■ **Brief**: Which lines in the records below contain the word "road"? Return each of them in full.

═══ Data records

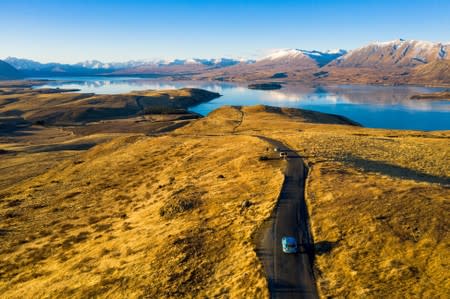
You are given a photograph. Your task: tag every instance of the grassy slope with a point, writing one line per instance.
(377, 199)
(141, 216)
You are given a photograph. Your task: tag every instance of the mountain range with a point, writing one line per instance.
(393, 62)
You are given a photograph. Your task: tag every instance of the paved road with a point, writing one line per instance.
(290, 275)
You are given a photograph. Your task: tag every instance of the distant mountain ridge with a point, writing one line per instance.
(96, 67)
(396, 53)
(393, 62)
(8, 72)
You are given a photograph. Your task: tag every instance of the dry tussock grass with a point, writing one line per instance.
(378, 201)
(93, 226)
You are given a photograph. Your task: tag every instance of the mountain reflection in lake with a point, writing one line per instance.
(372, 106)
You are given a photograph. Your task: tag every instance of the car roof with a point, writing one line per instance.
(289, 239)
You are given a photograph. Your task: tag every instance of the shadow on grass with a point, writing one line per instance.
(324, 247)
(63, 147)
(395, 171)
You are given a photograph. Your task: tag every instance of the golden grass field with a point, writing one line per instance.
(135, 216)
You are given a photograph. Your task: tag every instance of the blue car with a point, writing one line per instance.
(289, 244)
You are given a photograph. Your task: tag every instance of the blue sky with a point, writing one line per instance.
(71, 31)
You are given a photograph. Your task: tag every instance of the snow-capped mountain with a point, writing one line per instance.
(90, 67)
(301, 57)
(396, 53)
(8, 72)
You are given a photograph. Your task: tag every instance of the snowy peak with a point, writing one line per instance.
(399, 53)
(316, 57)
(284, 54)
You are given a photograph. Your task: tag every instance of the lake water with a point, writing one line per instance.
(372, 106)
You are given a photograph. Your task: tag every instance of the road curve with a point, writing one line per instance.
(289, 275)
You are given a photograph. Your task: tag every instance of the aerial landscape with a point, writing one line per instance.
(227, 149)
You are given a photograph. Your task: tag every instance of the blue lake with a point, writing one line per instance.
(372, 106)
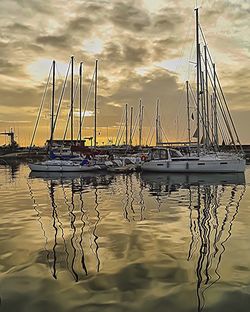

══════

■ **Answer to the exercise**:
You are given a photograph. Your task: tag every instance of the paved road with a point, writing one line per instance.
You are given a photograph. Your task: tag every instance of the road curve with a point, writing one line per instance.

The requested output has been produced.